> [Given request A]:
In the blogging and social media excerpt, copy the passage from "But the ever-changing" to "on our business?".
> [Given request B]:
Based on the blogging and social media excerpt, decide whether each statement agrees with it: (i) content for Instagram lasts 48 hours; (ii) blogs are designed to be more addictive than social media; (iii) the writer had posted a blog entry shortly before this one. Answer each with yes or no and quote the words that decide it.

> [Document excerpt]:
***

With the immediacy of social media, we automatically point a large chunk of our attention to those channels. It can feel a bit like trying to keep a balloon up in the air – maintaining a streak of posting and interacting without ever letting it touch the floor.
But the ever-changing landscape of social media is exactly why we shouldn’t be spending all of our time working on content for Instagram (which has a lifespan of 48 hours). Easier said than done, though, as social media is designed to be more addictive than blogs!
So, how can we blog in a way that is less reliant on consistency and constant availability, but still has an impact on our business?
Don’t emphasise times away
You’re going to need to do what I say and not what I do, in this case, because I actually haven’t posted a blog post prior to this one in 2 months. So, I probably shouldn’t have made my next post about how I’ve been away. But inspiration struck and I thought you could learn a bit from myself – the master of sporadic blog posting.

***

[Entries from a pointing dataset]

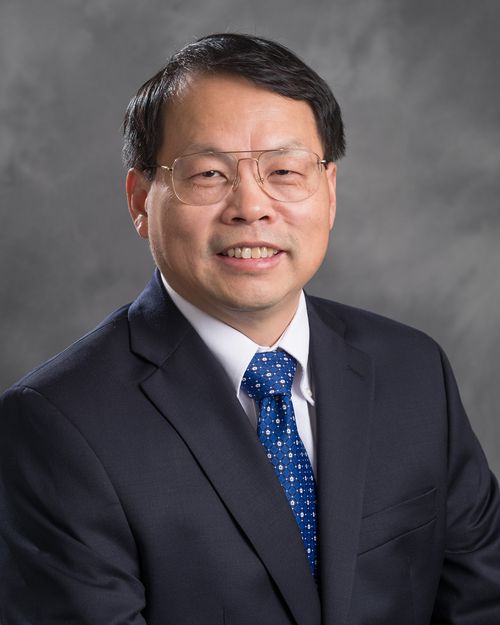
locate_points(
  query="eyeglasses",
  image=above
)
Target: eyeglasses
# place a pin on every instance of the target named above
(286, 174)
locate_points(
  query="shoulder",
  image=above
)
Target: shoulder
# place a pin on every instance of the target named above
(85, 359)
(381, 337)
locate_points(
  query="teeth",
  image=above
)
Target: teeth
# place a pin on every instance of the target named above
(251, 252)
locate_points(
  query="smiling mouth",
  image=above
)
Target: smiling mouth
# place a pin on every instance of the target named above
(250, 252)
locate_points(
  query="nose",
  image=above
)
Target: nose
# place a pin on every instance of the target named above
(247, 202)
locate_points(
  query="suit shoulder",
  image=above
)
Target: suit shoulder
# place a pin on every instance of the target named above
(372, 331)
(90, 352)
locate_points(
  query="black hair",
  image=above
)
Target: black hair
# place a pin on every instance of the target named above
(264, 62)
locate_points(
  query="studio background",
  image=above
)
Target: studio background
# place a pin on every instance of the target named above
(418, 221)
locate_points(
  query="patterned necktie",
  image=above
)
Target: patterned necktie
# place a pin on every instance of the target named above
(268, 380)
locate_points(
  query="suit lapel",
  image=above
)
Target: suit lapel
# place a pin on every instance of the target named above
(213, 425)
(343, 393)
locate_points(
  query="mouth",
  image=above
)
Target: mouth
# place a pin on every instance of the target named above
(261, 251)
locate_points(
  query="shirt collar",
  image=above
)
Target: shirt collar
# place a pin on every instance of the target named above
(234, 350)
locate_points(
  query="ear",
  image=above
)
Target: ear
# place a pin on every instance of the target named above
(331, 176)
(137, 187)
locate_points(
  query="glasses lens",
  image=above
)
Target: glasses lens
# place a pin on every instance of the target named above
(205, 178)
(285, 175)
(289, 175)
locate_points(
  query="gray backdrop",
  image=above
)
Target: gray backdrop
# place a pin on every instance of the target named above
(418, 205)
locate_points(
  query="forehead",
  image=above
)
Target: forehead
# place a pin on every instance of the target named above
(225, 112)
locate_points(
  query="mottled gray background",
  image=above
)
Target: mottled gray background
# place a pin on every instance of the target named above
(418, 209)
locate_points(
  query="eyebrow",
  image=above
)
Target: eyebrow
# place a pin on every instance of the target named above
(193, 148)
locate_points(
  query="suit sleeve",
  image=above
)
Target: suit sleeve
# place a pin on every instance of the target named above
(68, 554)
(469, 591)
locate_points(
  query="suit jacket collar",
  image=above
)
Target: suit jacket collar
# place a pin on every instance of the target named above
(225, 445)
(343, 382)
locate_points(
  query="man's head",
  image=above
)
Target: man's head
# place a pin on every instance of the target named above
(263, 62)
(241, 235)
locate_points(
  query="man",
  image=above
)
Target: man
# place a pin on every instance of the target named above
(227, 450)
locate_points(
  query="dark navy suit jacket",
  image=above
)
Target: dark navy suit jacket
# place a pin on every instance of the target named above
(135, 491)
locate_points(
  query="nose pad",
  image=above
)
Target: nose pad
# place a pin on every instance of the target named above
(237, 178)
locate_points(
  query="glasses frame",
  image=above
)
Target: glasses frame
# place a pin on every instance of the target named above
(235, 181)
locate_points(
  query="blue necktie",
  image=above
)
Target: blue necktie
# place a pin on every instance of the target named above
(268, 380)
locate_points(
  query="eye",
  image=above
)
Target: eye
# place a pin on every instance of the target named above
(211, 173)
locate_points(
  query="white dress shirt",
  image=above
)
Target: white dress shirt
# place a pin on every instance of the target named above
(234, 350)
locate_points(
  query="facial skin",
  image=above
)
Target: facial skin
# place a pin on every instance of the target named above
(257, 296)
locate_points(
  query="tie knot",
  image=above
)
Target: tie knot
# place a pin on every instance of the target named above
(269, 373)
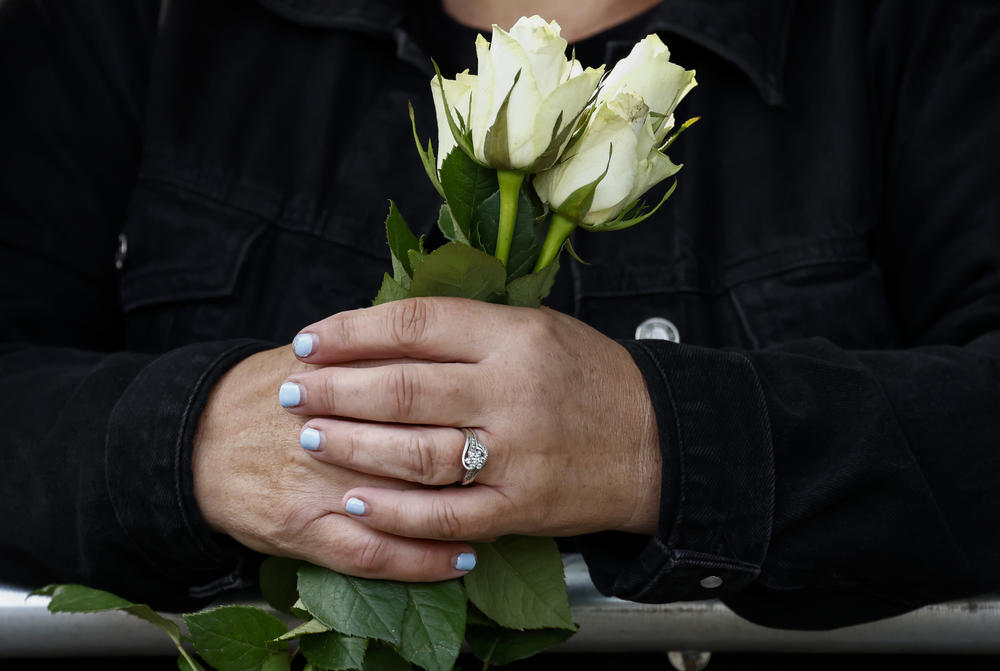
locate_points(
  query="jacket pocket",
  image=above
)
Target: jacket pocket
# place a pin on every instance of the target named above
(199, 268)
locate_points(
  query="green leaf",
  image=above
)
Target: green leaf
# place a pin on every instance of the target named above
(311, 627)
(385, 659)
(496, 147)
(497, 645)
(401, 239)
(186, 663)
(235, 638)
(391, 291)
(673, 136)
(446, 222)
(333, 651)
(459, 270)
(281, 661)
(462, 139)
(466, 185)
(299, 610)
(519, 583)
(434, 624)
(416, 257)
(529, 233)
(568, 246)
(81, 599)
(426, 156)
(354, 606)
(278, 578)
(529, 290)
(634, 214)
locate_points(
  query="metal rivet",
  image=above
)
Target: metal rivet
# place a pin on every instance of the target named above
(710, 582)
(657, 328)
(121, 252)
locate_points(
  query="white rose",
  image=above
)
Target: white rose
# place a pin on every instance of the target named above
(647, 71)
(633, 114)
(525, 99)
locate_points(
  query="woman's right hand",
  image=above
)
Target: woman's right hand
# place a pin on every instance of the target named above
(254, 482)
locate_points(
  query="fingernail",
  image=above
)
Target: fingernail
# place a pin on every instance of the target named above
(355, 506)
(290, 395)
(303, 344)
(309, 439)
(465, 561)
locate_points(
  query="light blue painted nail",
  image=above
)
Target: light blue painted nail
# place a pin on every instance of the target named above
(302, 344)
(309, 439)
(290, 395)
(465, 561)
(355, 506)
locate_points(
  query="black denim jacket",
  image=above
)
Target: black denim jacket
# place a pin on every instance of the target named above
(183, 185)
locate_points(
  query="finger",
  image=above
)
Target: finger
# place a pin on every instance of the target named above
(445, 394)
(348, 546)
(429, 455)
(475, 512)
(437, 329)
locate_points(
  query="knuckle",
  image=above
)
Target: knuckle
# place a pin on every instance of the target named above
(352, 448)
(403, 384)
(408, 321)
(372, 555)
(327, 393)
(446, 520)
(419, 458)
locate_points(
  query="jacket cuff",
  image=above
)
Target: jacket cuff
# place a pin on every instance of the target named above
(148, 453)
(717, 497)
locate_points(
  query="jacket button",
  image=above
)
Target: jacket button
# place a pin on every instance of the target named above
(657, 328)
(121, 252)
(710, 582)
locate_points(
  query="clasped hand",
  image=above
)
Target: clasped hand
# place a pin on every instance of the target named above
(377, 400)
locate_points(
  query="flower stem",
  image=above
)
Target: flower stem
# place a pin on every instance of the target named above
(559, 229)
(510, 192)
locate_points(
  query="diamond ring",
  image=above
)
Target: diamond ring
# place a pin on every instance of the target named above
(474, 456)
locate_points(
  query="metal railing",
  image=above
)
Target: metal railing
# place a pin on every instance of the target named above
(969, 626)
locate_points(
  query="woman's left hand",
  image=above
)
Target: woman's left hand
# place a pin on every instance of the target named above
(564, 411)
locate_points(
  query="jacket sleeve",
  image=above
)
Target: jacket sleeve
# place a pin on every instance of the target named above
(95, 478)
(809, 486)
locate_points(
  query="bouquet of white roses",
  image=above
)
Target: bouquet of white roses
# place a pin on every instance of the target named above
(530, 148)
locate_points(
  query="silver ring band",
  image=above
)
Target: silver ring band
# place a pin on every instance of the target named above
(474, 456)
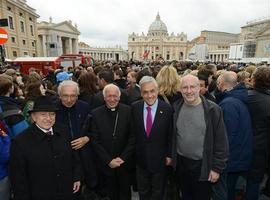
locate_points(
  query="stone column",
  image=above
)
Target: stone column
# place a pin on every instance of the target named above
(60, 48)
(44, 45)
(70, 45)
(76, 46)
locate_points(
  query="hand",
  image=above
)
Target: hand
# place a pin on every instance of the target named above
(76, 186)
(114, 163)
(213, 176)
(168, 161)
(79, 142)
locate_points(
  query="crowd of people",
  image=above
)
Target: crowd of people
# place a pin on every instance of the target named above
(168, 131)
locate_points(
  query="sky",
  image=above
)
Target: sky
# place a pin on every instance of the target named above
(107, 23)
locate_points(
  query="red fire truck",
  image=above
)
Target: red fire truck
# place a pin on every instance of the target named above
(43, 64)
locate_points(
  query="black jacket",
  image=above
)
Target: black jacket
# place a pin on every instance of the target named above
(151, 152)
(215, 147)
(259, 107)
(109, 144)
(43, 167)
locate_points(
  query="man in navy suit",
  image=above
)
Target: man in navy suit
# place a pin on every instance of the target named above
(152, 120)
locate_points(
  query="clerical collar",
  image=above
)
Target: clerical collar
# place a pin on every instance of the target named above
(44, 130)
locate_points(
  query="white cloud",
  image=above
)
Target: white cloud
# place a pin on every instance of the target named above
(108, 22)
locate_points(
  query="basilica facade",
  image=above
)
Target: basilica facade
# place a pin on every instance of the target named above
(158, 44)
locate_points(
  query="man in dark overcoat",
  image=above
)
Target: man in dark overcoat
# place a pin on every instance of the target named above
(152, 126)
(113, 144)
(43, 165)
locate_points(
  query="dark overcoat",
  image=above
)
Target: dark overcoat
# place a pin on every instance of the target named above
(259, 107)
(151, 152)
(109, 145)
(43, 167)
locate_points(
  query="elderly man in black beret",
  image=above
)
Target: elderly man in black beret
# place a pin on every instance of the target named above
(43, 165)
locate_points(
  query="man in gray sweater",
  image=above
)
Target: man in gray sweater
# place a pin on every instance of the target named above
(200, 145)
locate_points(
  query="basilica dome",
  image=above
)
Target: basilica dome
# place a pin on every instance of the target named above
(157, 26)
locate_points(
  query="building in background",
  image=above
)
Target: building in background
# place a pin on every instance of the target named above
(157, 44)
(55, 39)
(254, 42)
(101, 53)
(213, 46)
(22, 28)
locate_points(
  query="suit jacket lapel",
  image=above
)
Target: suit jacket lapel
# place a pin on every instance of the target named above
(157, 119)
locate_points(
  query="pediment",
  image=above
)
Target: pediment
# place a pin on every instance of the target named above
(264, 32)
(66, 27)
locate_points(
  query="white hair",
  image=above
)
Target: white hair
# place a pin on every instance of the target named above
(109, 86)
(148, 79)
(68, 83)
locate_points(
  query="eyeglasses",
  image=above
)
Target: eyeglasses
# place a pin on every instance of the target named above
(69, 96)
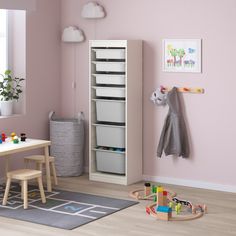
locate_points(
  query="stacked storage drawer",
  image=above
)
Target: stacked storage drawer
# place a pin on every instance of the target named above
(109, 94)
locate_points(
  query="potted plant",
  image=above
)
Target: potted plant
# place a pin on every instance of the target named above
(10, 90)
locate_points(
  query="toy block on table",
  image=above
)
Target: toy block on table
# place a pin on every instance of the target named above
(164, 212)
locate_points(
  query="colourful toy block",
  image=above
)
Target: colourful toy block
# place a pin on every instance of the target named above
(147, 189)
(165, 209)
(160, 189)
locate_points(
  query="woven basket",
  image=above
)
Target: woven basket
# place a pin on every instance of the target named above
(67, 137)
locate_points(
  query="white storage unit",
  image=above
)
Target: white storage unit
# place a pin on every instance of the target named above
(109, 92)
(115, 112)
(110, 110)
(115, 54)
(109, 66)
(110, 136)
(109, 79)
(111, 162)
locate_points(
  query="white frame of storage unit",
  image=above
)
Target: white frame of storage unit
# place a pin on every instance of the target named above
(115, 75)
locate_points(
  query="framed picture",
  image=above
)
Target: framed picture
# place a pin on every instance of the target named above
(182, 55)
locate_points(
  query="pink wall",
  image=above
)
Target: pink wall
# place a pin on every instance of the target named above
(43, 72)
(210, 117)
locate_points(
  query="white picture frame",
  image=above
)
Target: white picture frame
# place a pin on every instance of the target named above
(182, 55)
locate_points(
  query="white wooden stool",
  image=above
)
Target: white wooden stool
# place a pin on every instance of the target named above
(40, 161)
(24, 175)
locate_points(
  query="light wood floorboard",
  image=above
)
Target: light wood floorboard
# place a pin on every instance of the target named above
(220, 220)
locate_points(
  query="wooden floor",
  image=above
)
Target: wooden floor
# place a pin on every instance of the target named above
(220, 220)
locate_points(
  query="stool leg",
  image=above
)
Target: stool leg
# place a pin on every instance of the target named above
(4, 202)
(39, 166)
(40, 183)
(26, 163)
(25, 189)
(54, 173)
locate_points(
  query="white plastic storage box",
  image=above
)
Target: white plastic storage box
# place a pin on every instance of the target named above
(110, 92)
(110, 162)
(109, 53)
(110, 136)
(108, 66)
(110, 110)
(109, 79)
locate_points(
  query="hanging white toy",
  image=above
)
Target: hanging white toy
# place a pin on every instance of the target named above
(158, 96)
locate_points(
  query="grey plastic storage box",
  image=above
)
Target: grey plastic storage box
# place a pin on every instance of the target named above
(67, 137)
(110, 135)
(110, 110)
(113, 162)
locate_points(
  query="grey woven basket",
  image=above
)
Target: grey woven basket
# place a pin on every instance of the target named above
(67, 137)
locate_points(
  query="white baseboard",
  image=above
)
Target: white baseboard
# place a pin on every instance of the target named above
(191, 183)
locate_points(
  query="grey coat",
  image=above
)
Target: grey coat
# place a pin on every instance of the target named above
(174, 138)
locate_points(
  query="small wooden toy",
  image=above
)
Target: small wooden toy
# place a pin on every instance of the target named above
(3, 137)
(13, 134)
(178, 208)
(15, 139)
(22, 137)
(147, 189)
(165, 200)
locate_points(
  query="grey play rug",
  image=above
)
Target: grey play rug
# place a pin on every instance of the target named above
(64, 209)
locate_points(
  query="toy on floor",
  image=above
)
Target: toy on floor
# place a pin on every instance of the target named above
(3, 137)
(13, 138)
(22, 137)
(167, 206)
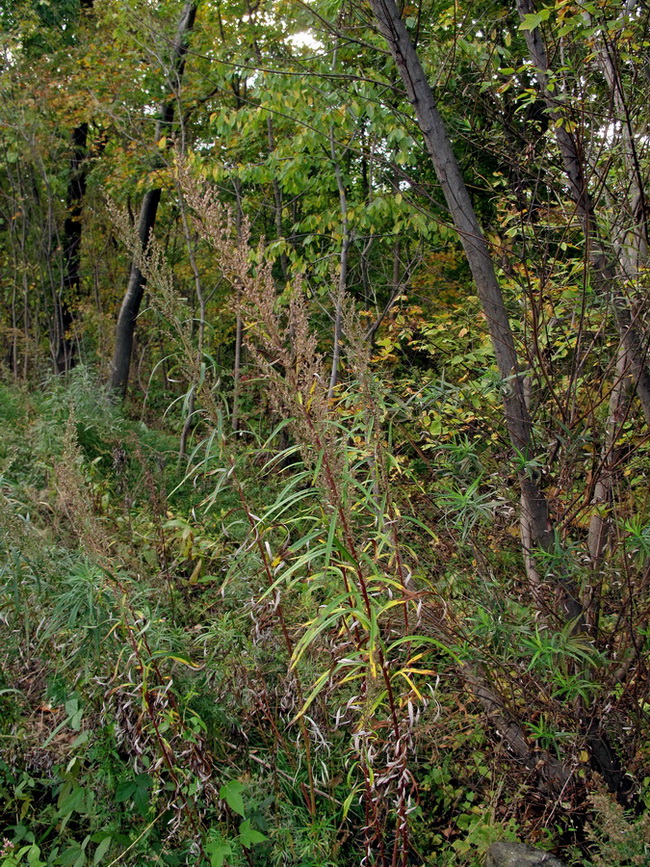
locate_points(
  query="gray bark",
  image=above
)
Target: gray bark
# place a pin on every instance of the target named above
(535, 523)
(135, 290)
(603, 269)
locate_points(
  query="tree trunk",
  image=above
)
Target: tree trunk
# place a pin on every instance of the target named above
(72, 232)
(603, 270)
(131, 304)
(535, 524)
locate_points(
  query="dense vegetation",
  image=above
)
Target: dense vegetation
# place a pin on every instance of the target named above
(323, 465)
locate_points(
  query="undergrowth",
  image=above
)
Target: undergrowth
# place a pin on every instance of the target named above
(307, 642)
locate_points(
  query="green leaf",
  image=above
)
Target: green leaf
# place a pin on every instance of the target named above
(102, 849)
(218, 851)
(231, 794)
(248, 836)
(124, 791)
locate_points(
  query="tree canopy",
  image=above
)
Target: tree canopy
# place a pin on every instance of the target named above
(324, 475)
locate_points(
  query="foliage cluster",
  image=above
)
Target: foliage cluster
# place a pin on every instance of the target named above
(282, 606)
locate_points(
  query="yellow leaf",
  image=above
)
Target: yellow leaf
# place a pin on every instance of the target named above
(196, 572)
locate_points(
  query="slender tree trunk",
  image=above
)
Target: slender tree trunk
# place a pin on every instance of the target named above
(535, 523)
(277, 199)
(135, 290)
(72, 232)
(600, 521)
(603, 270)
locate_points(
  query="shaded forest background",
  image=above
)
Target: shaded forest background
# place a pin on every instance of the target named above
(325, 411)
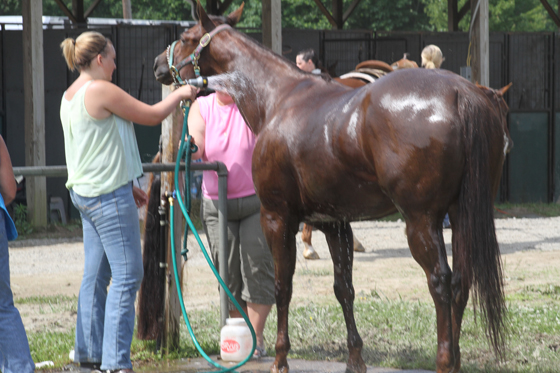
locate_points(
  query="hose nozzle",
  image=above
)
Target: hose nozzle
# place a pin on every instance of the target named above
(200, 82)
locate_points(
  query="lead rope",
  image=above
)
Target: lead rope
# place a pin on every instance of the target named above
(188, 150)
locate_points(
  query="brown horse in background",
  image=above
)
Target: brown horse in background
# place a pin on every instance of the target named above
(422, 142)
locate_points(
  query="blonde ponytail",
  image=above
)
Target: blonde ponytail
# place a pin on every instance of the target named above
(80, 52)
(68, 47)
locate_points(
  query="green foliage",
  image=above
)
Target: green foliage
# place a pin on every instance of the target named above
(20, 220)
(381, 15)
(505, 15)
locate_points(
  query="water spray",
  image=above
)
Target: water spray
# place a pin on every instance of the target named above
(200, 82)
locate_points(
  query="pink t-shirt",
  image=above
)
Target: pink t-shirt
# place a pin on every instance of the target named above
(228, 140)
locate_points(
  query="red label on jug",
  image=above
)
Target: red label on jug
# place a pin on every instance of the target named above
(230, 346)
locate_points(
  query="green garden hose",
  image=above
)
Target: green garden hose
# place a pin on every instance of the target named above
(190, 224)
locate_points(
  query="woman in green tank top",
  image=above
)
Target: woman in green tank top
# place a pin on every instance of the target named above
(99, 175)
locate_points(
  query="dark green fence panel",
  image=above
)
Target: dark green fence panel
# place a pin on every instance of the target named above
(528, 165)
(557, 158)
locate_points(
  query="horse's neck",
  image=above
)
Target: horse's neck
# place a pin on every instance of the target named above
(256, 78)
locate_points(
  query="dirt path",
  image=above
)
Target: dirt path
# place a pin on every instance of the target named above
(530, 252)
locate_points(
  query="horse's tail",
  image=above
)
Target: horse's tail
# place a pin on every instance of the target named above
(480, 262)
(152, 289)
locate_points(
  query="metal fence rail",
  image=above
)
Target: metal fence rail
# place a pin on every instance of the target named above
(219, 167)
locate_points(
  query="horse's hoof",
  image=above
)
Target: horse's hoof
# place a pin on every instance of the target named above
(358, 247)
(310, 253)
(274, 369)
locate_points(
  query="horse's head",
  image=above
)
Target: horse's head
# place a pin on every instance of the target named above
(500, 106)
(181, 52)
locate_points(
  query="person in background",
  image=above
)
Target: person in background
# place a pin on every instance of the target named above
(221, 134)
(14, 347)
(99, 181)
(306, 60)
(432, 58)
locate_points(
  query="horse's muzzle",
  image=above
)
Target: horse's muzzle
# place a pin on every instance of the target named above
(161, 70)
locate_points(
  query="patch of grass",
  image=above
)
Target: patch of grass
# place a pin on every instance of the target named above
(396, 334)
(544, 210)
(52, 304)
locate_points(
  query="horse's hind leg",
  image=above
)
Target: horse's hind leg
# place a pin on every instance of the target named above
(281, 238)
(460, 286)
(308, 252)
(340, 240)
(426, 244)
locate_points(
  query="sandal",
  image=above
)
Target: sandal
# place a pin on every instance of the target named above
(259, 352)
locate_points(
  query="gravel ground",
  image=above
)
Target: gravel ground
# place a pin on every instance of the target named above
(530, 253)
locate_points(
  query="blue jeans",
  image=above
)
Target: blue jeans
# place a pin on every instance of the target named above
(112, 249)
(14, 348)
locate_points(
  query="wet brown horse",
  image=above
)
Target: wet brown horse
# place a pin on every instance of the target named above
(422, 142)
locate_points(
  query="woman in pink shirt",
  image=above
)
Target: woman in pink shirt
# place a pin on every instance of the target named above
(221, 134)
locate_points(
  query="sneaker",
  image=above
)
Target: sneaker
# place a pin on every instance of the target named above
(90, 366)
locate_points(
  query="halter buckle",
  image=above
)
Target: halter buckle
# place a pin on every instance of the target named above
(205, 40)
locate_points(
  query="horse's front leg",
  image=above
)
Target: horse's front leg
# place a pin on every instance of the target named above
(426, 244)
(281, 239)
(340, 240)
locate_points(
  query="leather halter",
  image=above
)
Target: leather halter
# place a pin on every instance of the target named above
(193, 58)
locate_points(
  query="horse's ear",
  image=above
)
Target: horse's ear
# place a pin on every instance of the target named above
(203, 18)
(502, 91)
(235, 16)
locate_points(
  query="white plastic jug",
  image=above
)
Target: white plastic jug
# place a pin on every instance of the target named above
(236, 341)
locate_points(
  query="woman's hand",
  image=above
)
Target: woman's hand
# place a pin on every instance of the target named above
(140, 197)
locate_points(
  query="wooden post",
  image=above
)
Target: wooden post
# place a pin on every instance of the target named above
(34, 117)
(272, 25)
(337, 14)
(452, 17)
(480, 43)
(127, 9)
(170, 139)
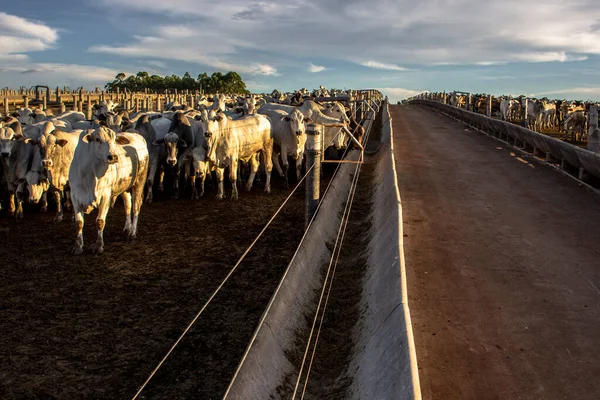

***

> [Response A]:
But the ever-changing landscape of social media is exactly why we shouldn’t be spending all of our time working on content for Instagram (which has a lifespan of 48 hours). Easier said than done, though, as social media is designed to be more addictive than blogs!
So, how can we blog in a way that is less reliant on consistency and constant availability, but still has an impact on our business?

> [Response B]:
(i) Yes: "Instagram (which has a lifespan of 48 hours)"
(ii) No: "social media is designed to be more addictive than blogs"
(iii) No: "I actually haven’t posted a blog post prior to this one in 2 months"